Text section.

>>>>>

6.1.5 Landlord shall provide nonexclusive, non-attended automatic passenger elevator service during the Building Hours, and shall have not less than one elevator available at all other times, including on the Holidays.

Tenant shall cooperate fully with Landlord at all times and abide by all regulations and requirements that Landlord may reasonably prescribe for the proper functioning and protection of the HVAC, electrical, mechanical and plumbing systems.

6.2 Overstandard Tenant Use . Tenant shall not, without Landlord’s prior written consent, use heat-generating machines, machines other than normal fractional horsepower office machines, or equipment or lighting other than Building standard lights in the Premises, which may materially affect the temperature otherwise maintained by the air conditioning system or increase the water normally furnished for the Premises by Landlord pursuant to the terms of Section 6.1 of this Lease. If Tenant uses water, heat or air conditioning in excess of that supplied by Landlord pursuant to Section 6.1 of this Lease, Tenant shall pay to Landlord, upon billing, the actual cost of such excess consumption, the cost of the installation, operation, and maintenance of equipment which is installed in order to supply such excess consumption, and the cost of the increased wear and tear on existing equipment caused by such excess consumption; and Landlord may install devices to separately meter any increased use and in such event Tenant shall pay the increased cost directly to Landlord, on demand, at the rates charged by the public utility company furnishing the same, including the cost of installing, testing and maintaining of such additional metering devices. If Tenant desires to use heat, ventilation or air conditioning during hours other than those for which Landlord is obligated to supply such utilities pursuant to the terms of Section 6.1 of this Lease, Tenant shall notify Landlord of Tenant’s desired use on or before 2:00pm (local time) the business day preceding the day needed, and Landlord shall supply such utilities to Tenant at such hourly cost to Tenant (which shall be treated as Additional Rent) as reasonably determined by Landlord to be directly attributable to the increased wear and tear on existing Building Systems caused by such excess use, plus the amount of any additional electrical use not already paid by Tenant pursuant to Section 6.1.2 of this Lease, above. Notwithstanding any provision to the contrary contained in this Lease, Tenant shall promptly pay to Landlord, Landlord’s standard charge for any services provided to Tenant which Landlord is not specifically obligated to provide to Tenant pursuant to the terms of this Lease.

<<<<<

Data entries.

>>>>>

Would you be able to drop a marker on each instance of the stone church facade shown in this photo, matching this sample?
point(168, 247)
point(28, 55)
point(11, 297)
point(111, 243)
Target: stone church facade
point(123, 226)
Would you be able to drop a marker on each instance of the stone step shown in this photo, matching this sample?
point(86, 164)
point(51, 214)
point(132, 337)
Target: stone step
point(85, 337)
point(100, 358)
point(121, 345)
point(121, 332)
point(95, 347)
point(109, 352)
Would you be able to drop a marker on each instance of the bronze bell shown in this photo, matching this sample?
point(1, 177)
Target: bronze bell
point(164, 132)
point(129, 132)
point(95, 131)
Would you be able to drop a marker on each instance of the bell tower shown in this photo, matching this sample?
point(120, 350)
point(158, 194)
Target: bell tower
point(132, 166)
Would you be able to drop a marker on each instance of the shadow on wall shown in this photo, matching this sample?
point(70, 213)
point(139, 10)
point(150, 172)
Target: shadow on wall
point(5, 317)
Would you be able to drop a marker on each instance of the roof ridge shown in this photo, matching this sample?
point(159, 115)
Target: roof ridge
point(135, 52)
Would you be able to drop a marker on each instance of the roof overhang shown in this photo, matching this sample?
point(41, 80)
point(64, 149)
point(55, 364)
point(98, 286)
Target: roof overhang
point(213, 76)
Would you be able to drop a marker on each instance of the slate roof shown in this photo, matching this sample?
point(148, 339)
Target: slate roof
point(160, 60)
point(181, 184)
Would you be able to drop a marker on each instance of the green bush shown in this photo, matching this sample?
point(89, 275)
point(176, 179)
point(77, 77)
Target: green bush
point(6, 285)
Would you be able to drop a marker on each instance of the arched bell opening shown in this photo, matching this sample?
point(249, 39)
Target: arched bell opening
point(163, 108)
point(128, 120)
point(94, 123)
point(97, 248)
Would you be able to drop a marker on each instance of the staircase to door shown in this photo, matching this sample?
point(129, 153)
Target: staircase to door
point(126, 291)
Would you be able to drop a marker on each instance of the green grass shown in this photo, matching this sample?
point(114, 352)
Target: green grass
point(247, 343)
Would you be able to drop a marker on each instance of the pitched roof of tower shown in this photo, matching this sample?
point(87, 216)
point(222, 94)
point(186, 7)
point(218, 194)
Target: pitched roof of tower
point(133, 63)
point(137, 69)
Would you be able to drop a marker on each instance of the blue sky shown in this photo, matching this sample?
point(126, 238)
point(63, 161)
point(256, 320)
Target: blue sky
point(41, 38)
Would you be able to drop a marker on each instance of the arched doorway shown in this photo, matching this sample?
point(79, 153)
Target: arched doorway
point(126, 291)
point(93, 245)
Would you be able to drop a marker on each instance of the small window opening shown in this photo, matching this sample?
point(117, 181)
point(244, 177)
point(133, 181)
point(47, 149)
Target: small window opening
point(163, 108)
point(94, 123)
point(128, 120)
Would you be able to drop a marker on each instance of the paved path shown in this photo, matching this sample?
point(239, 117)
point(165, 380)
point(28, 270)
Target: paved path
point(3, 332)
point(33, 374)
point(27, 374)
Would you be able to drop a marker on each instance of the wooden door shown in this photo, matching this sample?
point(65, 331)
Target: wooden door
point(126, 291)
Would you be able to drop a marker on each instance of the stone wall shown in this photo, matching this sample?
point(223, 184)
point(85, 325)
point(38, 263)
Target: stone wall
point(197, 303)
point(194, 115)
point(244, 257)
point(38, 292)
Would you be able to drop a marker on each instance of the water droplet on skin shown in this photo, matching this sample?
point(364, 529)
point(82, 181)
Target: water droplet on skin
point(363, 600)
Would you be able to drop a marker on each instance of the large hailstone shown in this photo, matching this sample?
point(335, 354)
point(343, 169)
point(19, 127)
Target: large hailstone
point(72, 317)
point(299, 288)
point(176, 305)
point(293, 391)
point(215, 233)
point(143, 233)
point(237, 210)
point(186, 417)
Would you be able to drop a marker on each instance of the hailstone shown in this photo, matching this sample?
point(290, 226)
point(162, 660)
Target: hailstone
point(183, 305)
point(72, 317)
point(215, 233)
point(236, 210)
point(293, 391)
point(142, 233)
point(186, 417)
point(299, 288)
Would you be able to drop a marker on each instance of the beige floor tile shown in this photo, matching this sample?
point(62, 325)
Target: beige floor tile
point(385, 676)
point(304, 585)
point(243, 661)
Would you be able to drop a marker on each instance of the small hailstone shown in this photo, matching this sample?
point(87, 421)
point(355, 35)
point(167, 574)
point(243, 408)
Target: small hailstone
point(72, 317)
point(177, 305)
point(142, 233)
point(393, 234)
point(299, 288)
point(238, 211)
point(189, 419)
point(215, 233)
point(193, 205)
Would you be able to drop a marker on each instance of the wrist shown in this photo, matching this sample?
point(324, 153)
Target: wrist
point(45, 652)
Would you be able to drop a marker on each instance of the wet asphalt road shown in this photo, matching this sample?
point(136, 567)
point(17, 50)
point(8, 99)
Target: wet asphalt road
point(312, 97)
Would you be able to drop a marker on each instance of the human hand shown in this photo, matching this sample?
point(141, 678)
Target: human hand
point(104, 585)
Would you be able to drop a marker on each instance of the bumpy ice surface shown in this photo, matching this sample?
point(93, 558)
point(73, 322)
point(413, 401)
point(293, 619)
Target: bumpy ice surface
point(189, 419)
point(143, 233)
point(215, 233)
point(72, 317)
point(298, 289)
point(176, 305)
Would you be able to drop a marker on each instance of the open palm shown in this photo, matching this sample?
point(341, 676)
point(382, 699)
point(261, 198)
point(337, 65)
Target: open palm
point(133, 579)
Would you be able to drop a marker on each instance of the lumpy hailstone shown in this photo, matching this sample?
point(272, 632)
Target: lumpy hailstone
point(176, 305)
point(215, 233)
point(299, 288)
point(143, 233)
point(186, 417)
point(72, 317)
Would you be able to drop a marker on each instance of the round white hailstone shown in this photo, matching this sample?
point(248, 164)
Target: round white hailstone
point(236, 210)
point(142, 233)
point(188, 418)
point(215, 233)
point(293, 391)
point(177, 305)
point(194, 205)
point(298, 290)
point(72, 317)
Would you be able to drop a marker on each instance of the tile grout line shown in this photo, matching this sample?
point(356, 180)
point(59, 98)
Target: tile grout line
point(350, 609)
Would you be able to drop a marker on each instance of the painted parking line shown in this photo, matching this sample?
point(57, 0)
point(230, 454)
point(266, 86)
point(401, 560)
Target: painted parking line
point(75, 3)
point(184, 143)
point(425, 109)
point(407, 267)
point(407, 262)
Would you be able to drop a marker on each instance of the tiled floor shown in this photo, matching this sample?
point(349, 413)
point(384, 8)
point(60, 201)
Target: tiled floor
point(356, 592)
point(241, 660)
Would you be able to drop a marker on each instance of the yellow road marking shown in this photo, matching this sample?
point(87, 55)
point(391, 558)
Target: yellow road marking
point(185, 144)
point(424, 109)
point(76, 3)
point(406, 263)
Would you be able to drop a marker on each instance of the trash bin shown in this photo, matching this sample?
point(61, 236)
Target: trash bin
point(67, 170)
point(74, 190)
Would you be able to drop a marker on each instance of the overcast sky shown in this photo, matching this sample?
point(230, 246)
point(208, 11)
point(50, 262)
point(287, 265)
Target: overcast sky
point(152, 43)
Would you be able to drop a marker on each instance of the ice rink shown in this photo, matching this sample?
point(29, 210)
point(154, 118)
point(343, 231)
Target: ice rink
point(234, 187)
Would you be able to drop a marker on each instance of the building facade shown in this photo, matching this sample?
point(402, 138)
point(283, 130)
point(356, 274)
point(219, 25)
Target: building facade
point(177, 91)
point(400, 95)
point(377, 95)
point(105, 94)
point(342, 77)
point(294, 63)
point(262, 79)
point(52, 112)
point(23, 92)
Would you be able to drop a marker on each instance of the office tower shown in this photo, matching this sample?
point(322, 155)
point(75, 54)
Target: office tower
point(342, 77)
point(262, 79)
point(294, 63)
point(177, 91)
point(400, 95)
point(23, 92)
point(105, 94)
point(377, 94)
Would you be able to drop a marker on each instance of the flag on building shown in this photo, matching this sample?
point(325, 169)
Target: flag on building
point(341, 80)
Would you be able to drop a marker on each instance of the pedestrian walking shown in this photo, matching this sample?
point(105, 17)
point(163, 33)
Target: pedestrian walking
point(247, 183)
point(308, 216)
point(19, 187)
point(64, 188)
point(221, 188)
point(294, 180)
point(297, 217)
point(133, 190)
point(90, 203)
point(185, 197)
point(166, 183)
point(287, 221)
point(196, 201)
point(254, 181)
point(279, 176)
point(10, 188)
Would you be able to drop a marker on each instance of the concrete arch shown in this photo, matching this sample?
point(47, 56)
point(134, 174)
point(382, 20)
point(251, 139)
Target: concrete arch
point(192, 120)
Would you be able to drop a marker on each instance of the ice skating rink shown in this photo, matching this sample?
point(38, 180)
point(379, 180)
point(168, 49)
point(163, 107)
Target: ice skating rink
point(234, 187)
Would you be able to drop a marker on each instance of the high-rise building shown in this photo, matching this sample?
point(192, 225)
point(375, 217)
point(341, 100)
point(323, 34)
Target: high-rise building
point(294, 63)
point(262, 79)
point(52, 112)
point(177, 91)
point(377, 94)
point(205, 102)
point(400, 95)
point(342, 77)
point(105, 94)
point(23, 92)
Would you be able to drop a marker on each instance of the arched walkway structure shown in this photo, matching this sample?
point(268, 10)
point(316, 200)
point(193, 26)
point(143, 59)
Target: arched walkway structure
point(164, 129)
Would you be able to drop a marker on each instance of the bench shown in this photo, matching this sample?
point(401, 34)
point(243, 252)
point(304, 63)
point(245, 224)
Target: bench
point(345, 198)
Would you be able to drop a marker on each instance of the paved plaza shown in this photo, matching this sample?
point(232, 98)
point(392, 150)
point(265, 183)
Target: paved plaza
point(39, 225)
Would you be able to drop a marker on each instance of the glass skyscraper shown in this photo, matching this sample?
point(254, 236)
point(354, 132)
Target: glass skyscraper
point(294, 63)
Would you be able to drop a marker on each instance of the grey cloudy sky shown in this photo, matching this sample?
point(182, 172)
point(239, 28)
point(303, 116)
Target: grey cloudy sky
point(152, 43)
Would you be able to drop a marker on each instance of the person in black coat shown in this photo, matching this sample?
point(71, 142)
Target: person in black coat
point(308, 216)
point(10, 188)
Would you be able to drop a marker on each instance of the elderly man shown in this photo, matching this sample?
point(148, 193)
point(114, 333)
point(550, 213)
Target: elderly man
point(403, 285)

<<<<<

Please copy the lease passage on elevator service and overstandard tenant use above, word for word.

Right answer.
6.1.5 Landlord shall provide nonexclusive, non-attended automatic passenger elevator service during the Building Hours, and shall have not less than one elevator available at all other times, including on the Holidays.

Tenant shall cooperate fully with Landlord at all times and abide by all regulations and requirements that Landlord may reasonably prescribe for the proper functioning and protection of the HVAC, electrical, mechanical and plumbing systems.

6.2 Overstandard Tenant Use . Tenant shall not, without Landlord’s prior written consent, use heat-generating machines, machines other than normal fractional horsepower office machines, or equipment or lighting other than Building standard lights in the Premises, which may materially affect the temperature otherwise maintained by the air conditioning system or increase the water normally furnished for the Premises by Landlord pursuant to the terms of Section 6.1 of this Lease. If Tenant uses water, heat or air conditioning in excess of that supplied by Landlord pursuant to Section 6.1 of this Lease, Tenant shall pay to Landlord, upon billing, the actual cost of such excess consumption, the cost of the installation, operation, and maintenance of equipment which is installed in order to supply such excess consumption, and the cost of the increased wear and tear on existing equipment caused by such excess consumption; and Landlord may install devices to separately meter any increased use and in such event Tenant shall pay the increased cost directly to Landlord, on demand, at the rates charged by the public utility company furnishing the same, including the cost of installing, testing and maintaining of such additional metering devices. If Tenant desires to use heat, ventilation or air conditioning during hours other than those for which Landlord is obligated to supply such utilities pursuant to the terms of Section 6.1 of this Lease, Tenant shall notify Landlord of Tenant’s desired use on or before 2:00pm (local time) the business day preceding the day needed, and Landlord shall supply such utilities to Tenant at such hourly cost to Tenant (which shall be treated as Additional Rent) as reasonably determined by Landlord to be directly attributable to the increased wear and tear on existing Building Systems caused by such excess use, plus the amount of any additional electrical use not already paid by Tenant pursuant to Section 6.1.2 of this Lease, above. Notwithstanding any provision to the contrary contained in this Lease, Tenant shall promptly pay to Landlord, Landlord’s standard charge for any services provided to Tenant which Landlord is not specifically obligated to provide to Tenant pursuant to the terms of this Lease.